> _Exercise directions_
The entries must be set down again word for word; no pictures belong in the copy.

╔══

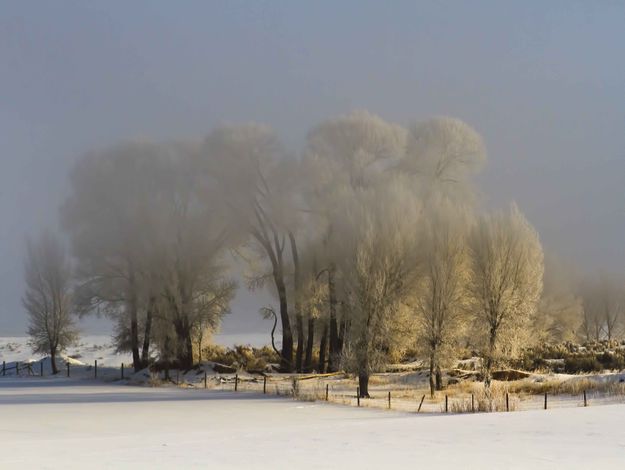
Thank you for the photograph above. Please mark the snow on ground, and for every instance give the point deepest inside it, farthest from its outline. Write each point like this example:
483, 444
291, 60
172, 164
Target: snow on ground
100, 348
61, 423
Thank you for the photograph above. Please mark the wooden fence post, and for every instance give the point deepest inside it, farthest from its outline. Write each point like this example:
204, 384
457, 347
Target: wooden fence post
421, 403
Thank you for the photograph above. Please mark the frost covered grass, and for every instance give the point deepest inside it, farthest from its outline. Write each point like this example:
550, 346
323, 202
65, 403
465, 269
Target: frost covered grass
60, 423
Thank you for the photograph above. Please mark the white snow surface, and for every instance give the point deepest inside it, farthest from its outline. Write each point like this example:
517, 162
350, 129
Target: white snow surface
64, 423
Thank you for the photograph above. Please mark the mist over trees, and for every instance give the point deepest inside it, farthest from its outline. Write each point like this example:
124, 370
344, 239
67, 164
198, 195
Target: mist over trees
371, 240
48, 297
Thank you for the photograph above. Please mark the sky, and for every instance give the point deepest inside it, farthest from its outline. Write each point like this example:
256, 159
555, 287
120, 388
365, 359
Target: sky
543, 82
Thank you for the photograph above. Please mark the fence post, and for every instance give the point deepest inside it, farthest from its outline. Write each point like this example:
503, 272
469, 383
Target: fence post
421, 403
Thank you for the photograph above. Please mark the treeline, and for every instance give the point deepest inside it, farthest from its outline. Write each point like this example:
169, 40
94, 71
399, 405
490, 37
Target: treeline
371, 240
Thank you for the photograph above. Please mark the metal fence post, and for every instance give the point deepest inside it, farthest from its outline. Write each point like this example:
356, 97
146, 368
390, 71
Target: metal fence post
421, 403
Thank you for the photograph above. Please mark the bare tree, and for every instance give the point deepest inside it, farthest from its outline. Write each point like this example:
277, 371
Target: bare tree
48, 297
245, 162
344, 154
506, 277
380, 236
440, 299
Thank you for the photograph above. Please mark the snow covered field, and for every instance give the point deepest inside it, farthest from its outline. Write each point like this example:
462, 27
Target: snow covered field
61, 423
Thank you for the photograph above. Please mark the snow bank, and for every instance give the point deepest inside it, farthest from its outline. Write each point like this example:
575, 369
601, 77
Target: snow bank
107, 426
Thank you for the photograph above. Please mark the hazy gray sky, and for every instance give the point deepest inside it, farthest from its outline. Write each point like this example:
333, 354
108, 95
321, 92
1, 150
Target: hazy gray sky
543, 82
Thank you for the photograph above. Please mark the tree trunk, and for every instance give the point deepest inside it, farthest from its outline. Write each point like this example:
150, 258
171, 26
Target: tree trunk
309, 344
299, 353
489, 359
334, 358
145, 352
55, 370
299, 321
134, 321
363, 383
323, 346
286, 357
184, 353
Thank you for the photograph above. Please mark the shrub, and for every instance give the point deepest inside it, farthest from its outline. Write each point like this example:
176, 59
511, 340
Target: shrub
577, 364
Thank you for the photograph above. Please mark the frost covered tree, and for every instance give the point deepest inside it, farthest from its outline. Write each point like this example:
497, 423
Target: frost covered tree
603, 304
149, 237
344, 154
559, 314
48, 297
248, 164
439, 301
506, 278
444, 153
379, 228
109, 215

╚══

> _Answer space_
Thank you for the photograph above. Please mark the snow on ground, and for every instance give the point deepest inside it, farthest from its outline. Write each point like this example:
483, 444
291, 60
172, 164
Target: snow on ground
100, 348
61, 423
Thank you for the photograph above. Please mark the wooden fence post, and for every instance give the point deepest inside it, farthest from its outline. Write each point like this example:
204, 384
457, 347
Target: wooden fence post
421, 403
Thank you for the photograph above. Please mark the frost covered grass, and for every instance give the point deepest inside it, farthest from its outline. Write each point like this example:
550, 346
323, 202
65, 403
465, 269
Target: frost covered grass
60, 423
Thank you for the photograph above. Please mark the white snow surface, and for every instance give the point deepest inside it, farthest from its outline. Write each point like this example:
517, 162
350, 129
Target: white snow surface
64, 423
Thank you for the photograph above. Please mark the mist over trees, and for every instance give the point deepest inside it, farthest from its outline. Write each point like this example:
124, 370
344, 239
67, 164
198, 195
Target: mist over trees
371, 240
48, 297
Thank you for the photograph above. Please mark the sky, and for every instance give the point deepest inside it, farthest from its outline. Write each point like this example:
256, 159
555, 287
120, 388
365, 359
Target: sky
543, 82
Thank you for the photograph above. Please mark the fence post, and for every instance give the point deepest inside it, farthest from its outline. Write each point like this example:
503, 272
469, 383
Target: fence post
421, 403
Thank you for the photograph above. Please mark the treeline, and for every instance give the point deepest inside it, farthest from its outline. Write each point like this example:
169, 40
94, 71
399, 405
490, 37
Target: treeline
371, 240
Thank you for the photograph above. Please mark the metal fence post, and for every instance give the point deepest inside it, farthest from its outline. Write each point like this example:
356, 97
146, 368
390, 71
Target: metal fence post
421, 403
Thank you for the photograph above. Please mark the bare tree, and for every instance give the point deepest inside it, farthest from its outline. Write each point like this example:
277, 371
Target: bare tree
48, 297
245, 162
344, 154
506, 277
380, 236
440, 299
Thank you for the photograph above. Please mark the snow covered field, and for every instance give the point deepest inside it, farthest from its outline. Write each point like this example:
462, 27
Target: snow covered field
61, 423
Thank you for the photograph above. Please mark the snow bank, and for every instance give the point deepest inside it, farthest from its outline. Write each point like this example:
575, 369
601, 77
Target: snow bank
107, 426
Thank you for the photograph above. Please mark the hazy gray sky, and for every instance give the point deepest inside it, farthest from its outline. Write each point like this example:
333, 354
108, 95
321, 92
1, 150
Target: hazy gray sky
543, 82
Thank you for the photograph above. Please mark the tree trunk, and for every instance give the point deepest inside it, farthest from its outline. Write each point like this example:
150, 258
171, 26
Target: tree trunk
309, 344
299, 353
489, 359
334, 358
145, 352
55, 370
299, 321
134, 321
363, 383
323, 346
286, 357
184, 353
Thank you for the photograph above. Please mark the shrub, and for every instance give the point deepest inside it, farthest from its outline. Write each point like this example:
176, 59
511, 340
Target: shrub
577, 364
Thank you for the photograph above. Please mark the frost covered tree, and for every instance give the point deepest inside it, farthest from its outline. Write each point like this example:
497, 423
Target: frost covered tree
603, 304
149, 237
344, 154
559, 314
48, 297
248, 164
439, 301
506, 278
444, 153
379, 228
109, 215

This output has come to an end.